[REQUIRED TASK] In one to three sentences, explain why the writer of the passage on M.D.R. below holds that his singing is not a mere oral or laryngeal exercise.

For M.D.R music is music and not a vocal stunt to earn popularity. He remains unaffected by the gibes of critics and by the neglect of his art by a people who are today corrupted by the cacophony of film music. A popular Tamil magazine went so far to call him a clown.

M.D.R is a student of "Tiger" Varadachariar, but his music has no fangs - few musicians remember their guru with such fervor as he. Few musicians in India - I am here not excluding Hindustani vocalists - have the richness of his voice. His voice seems to originate from the depths of his being. It is not a mere oral or laryngeal exercise - and it seems to capture all the unheard melodies in the wind, in streams flowing past thickets of bamboo, the gurgle of pots filled with water by beautiful girls on the ghats of the Ganga.

[ENTRIES]

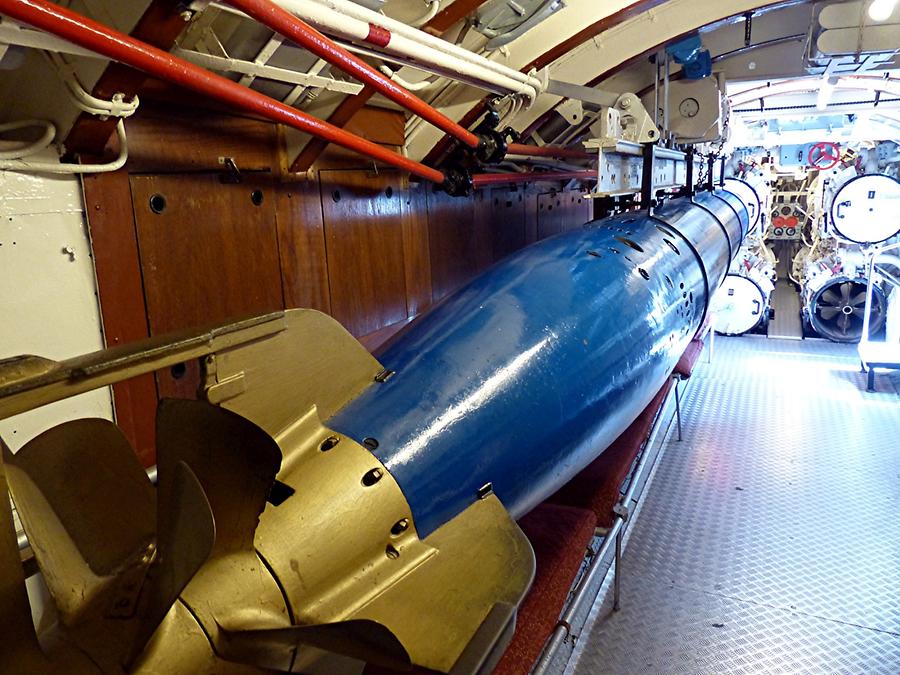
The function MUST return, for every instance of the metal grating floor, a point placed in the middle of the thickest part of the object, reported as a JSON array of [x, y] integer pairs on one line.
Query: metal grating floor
[[769, 541]]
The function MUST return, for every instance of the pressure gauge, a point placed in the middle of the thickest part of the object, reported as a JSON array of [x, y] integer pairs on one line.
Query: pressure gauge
[[689, 107]]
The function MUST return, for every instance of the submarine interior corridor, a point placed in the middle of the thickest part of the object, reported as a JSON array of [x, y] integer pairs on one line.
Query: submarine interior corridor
[[449, 337], [762, 549]]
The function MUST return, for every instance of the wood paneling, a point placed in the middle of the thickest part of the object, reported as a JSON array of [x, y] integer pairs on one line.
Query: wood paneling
[[451, 235], [301, 246], [379, 125], [159, 26], [211, 254], [364, 240], [107, 198], [551, 216], [531, 217], [342, 114], [561, 212], [507, 221], [416, 253], [195, 141]]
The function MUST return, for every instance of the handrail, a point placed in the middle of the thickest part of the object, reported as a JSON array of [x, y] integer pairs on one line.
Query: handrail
[[115, 45]]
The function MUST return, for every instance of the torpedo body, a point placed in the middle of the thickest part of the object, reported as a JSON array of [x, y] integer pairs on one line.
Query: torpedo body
[[319, 509], [520, 379]]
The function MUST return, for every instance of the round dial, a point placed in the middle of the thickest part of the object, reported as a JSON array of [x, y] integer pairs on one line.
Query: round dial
[[689, 107]]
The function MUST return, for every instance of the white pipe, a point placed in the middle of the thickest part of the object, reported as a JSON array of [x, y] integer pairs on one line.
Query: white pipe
[[453, 72], [30, 148], [426, 39], [351, 21], [50, 167], [430, 13], [411, 86]]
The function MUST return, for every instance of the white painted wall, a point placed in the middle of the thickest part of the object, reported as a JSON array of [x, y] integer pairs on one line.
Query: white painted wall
[[48, 296]]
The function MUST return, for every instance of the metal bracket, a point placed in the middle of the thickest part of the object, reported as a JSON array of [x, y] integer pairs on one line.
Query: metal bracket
[[638, 125], [232, 173]]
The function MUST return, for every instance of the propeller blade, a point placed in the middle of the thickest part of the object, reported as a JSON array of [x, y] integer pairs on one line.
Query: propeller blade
[[234, 460], [19, 649], [844, 323], [275, 648], [87, 506], [858, 300], [187, 535], [845, 293], [830, 297]]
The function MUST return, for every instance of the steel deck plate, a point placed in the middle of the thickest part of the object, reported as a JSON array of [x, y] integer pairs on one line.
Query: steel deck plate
[[769, 540]]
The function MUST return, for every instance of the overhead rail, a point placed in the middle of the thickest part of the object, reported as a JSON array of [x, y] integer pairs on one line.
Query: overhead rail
[[117, 46], [284, 23], [554, 151], [410, 45], [484, 179]]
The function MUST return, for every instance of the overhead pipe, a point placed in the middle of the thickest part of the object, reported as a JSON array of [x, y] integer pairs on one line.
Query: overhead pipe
[[286, 24], [417, 42], [119, 47], [557, 152], [484, 179]]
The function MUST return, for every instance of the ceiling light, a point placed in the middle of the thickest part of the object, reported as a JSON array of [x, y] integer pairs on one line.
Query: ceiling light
[[881, 10]]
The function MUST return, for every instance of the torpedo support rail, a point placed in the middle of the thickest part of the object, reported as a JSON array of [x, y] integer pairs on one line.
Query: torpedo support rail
[[586, 590]]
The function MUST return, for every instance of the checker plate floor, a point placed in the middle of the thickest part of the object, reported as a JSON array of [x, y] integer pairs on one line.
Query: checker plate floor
[[769, 539]]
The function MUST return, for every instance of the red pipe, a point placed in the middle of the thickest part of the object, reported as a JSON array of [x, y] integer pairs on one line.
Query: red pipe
[[120, 47], [547, 151], [483, 179], [298, 31]]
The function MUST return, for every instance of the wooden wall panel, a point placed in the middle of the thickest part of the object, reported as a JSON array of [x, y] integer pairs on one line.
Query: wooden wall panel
[[531, 217], [561, 212], [194, 141], [507, 221], [210, 255], [364, 241], [551, 215], [416, 254], [301, 246], [451, 235], [107, 199], [379, 125]]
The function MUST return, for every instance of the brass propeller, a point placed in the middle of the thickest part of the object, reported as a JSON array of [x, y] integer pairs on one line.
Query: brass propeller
[[117, 555]]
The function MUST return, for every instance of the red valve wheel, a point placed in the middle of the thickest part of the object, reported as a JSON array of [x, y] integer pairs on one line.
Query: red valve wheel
[[823, 155]]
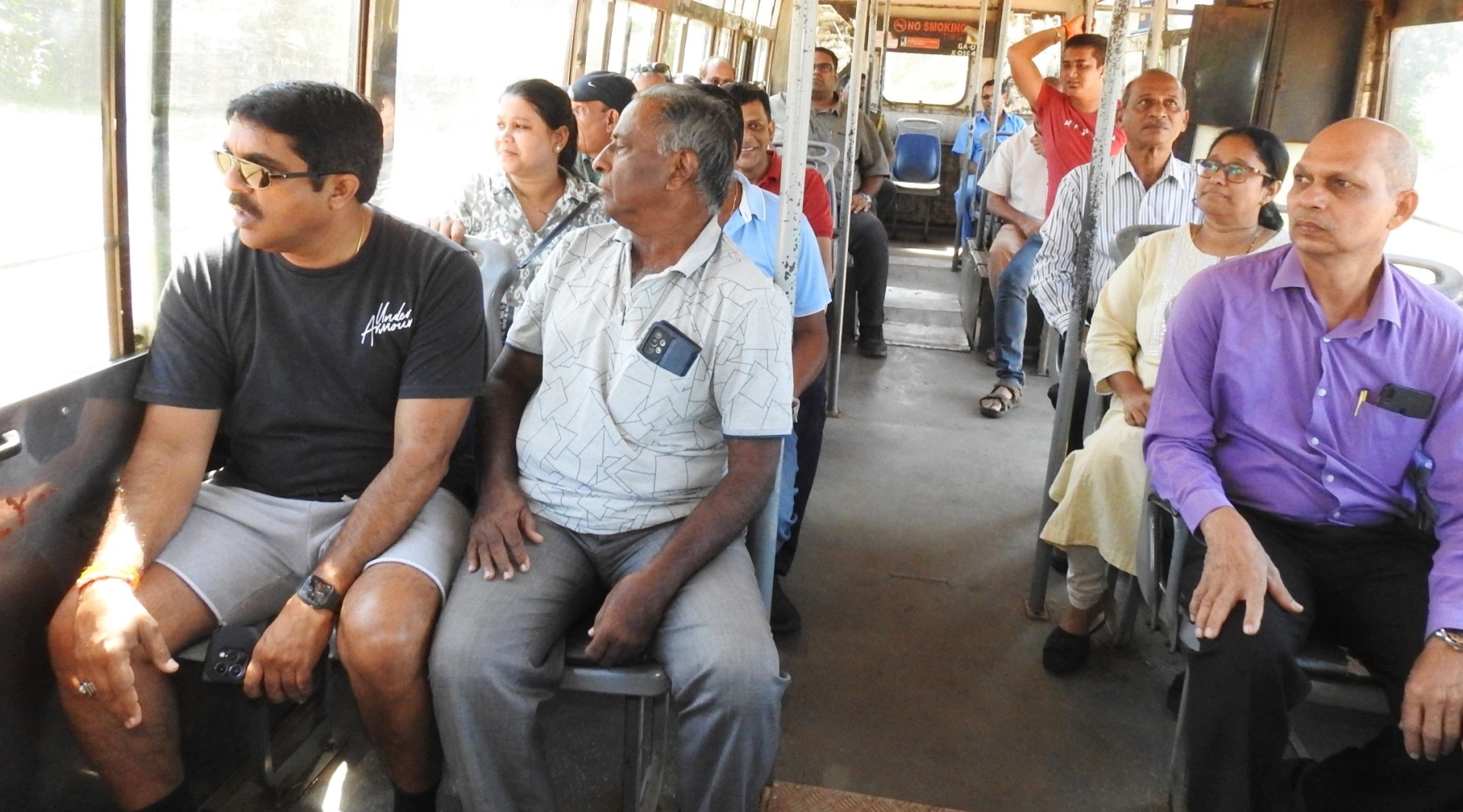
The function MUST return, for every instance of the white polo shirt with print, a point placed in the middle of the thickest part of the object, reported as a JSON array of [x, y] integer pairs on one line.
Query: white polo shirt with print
[[610, 441]]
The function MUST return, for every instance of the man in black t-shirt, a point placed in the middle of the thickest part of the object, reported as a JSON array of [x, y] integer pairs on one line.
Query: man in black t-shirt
[[337, 350]]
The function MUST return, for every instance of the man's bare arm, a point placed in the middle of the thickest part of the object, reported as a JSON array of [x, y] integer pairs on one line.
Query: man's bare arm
[[424, 432], [632, 610], [504, 521], [809, 350], [424, 435], [1003, 208], [152, 499]]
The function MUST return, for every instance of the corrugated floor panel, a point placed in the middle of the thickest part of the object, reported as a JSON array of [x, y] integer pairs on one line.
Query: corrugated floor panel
[[799, 798]]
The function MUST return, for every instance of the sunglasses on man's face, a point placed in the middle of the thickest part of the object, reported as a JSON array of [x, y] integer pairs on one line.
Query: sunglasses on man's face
[[1234, 173], [255, 174]]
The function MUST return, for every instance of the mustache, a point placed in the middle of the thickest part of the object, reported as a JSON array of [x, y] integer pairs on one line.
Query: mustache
[[236, 200]]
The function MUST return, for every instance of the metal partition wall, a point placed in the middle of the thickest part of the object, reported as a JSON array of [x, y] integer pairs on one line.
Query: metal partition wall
[[853, 101], [1086, 248]]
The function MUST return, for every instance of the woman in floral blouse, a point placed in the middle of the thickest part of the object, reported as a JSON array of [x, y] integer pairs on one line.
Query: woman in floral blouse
[[534, 186]]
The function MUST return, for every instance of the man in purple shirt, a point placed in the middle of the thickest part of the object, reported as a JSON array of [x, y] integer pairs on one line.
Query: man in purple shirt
[[1298, 388]]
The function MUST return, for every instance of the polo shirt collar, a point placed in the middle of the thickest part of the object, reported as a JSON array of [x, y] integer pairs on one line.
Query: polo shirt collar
[[1383, 306], [754, 206], [774, 170], [1125, 166], [694, 259]]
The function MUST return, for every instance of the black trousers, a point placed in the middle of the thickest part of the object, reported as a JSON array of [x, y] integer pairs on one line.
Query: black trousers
[[868, 268], [1362, 587], [812, 414]]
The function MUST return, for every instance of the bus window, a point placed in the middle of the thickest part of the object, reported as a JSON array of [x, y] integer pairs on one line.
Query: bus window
[[52, 262], [672, 52], [183, 69], [698, 46], [938, 79], [597, 31], [1423, 101], [448, 82]]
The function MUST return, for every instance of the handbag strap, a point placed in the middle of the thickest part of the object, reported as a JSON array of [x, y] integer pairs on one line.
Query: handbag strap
[[564, 225]]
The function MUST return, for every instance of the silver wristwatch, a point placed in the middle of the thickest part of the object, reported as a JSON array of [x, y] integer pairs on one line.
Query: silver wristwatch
[[1452, 637]]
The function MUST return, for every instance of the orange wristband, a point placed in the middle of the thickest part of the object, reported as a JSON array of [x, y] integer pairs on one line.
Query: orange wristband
[[95, 572]]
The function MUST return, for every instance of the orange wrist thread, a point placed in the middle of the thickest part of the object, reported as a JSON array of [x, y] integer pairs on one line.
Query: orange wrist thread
[[94, 574]]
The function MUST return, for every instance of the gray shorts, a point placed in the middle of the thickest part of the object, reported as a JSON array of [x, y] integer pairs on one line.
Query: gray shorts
[[246, 552]]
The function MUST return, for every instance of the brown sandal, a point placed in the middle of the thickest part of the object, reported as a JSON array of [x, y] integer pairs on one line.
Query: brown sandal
[[1001, 400]]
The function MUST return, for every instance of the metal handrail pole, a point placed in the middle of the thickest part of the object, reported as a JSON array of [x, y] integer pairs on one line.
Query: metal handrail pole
[[852, 100], [795, 141], [1157, 24], [998, 76], [1081, 284]]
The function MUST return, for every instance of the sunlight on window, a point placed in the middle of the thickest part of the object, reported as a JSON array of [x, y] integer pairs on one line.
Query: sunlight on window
[[925, 78]]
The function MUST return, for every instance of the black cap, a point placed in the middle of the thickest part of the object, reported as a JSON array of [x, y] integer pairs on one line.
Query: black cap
[[604, 87]]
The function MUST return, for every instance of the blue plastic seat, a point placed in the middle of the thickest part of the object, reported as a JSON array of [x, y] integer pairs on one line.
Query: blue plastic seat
[[916, 171]]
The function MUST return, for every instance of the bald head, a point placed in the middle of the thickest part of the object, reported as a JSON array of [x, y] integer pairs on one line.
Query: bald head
[[717, 71], [1156, 81], [1377, 141]]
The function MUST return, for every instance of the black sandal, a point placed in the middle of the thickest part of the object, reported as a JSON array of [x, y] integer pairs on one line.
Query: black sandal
[[1001, 400]]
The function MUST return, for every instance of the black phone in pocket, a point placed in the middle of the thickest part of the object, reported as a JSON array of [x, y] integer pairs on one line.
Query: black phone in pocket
[[669, 349], [229, 653], [1408, 403]]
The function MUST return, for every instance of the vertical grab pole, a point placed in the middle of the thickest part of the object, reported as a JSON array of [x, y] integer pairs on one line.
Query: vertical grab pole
[[1086, 248], [1159, 22], [795, 141], [853, 103], [975, 110], [998, 76]]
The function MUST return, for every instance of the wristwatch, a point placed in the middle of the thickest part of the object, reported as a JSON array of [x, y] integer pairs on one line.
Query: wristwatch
[[318, 593], [1452, 637]]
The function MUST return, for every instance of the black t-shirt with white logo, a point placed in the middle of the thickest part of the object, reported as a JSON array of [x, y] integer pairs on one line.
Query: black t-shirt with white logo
[[308, 365]]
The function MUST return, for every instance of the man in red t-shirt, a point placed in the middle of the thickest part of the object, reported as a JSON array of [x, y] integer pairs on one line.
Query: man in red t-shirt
[[1070, 114], [764, 167]]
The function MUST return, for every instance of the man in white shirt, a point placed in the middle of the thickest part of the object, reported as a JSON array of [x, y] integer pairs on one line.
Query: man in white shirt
[[1146, 186], [1016, 179], [632, 432]]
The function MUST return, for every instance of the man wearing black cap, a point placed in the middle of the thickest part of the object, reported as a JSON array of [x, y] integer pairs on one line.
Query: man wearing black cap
[[597, 100]]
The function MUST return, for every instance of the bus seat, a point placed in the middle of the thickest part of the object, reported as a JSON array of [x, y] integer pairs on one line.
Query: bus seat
[[645, 686], [287, 775], [499, 271], [916, 171], [1445, 278], [1336, 676]]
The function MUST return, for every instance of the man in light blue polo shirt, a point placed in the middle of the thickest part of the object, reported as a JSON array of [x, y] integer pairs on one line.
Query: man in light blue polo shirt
[[751, 217]]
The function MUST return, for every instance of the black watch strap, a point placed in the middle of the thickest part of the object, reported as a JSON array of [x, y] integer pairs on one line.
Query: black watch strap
[[318, 593]]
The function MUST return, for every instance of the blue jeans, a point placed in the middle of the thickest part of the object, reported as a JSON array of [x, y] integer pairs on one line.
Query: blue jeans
[[1013, 290], [963, 198], [785, 498]]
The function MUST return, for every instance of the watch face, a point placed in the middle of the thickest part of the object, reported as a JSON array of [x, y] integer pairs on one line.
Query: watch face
[[316, 591]]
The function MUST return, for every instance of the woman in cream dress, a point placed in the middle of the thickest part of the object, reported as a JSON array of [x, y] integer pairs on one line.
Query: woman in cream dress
[[1100, 486]]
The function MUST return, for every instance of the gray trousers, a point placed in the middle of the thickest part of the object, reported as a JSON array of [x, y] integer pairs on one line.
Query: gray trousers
[[499, 654]]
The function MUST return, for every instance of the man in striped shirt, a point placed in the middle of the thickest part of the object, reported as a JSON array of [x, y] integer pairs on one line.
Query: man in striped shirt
[[1144, 184]]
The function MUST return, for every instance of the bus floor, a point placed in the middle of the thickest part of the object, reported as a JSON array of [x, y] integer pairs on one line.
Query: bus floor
[[916, 675]]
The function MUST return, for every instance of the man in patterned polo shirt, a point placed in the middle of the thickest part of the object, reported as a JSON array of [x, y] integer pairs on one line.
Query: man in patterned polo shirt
[[632, 435]]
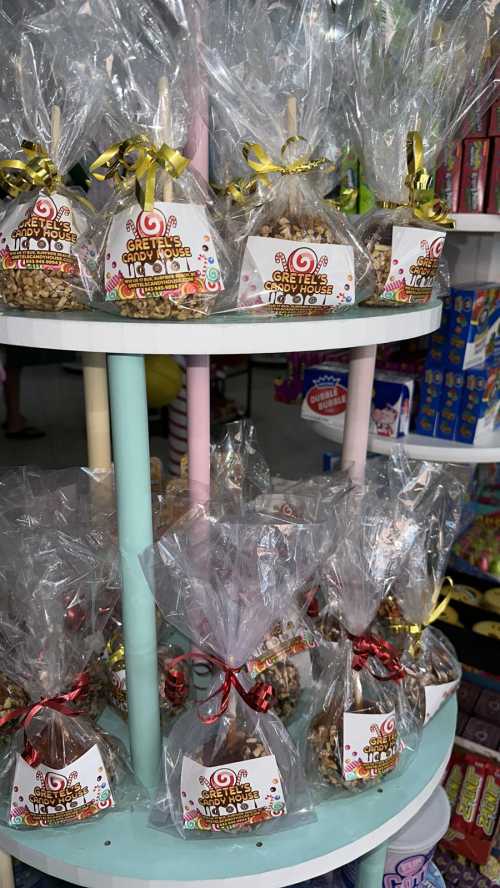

[RESULT] The writer says M.D.R.'s voice seems to come from the depths of his being, not from the mouth or throat alone. It also seems to capture all the unheard melodies in the wind, in streams flowing past thickets of bamboo, and in the gurgle of pots being filled with water on the ghats of the Ganga.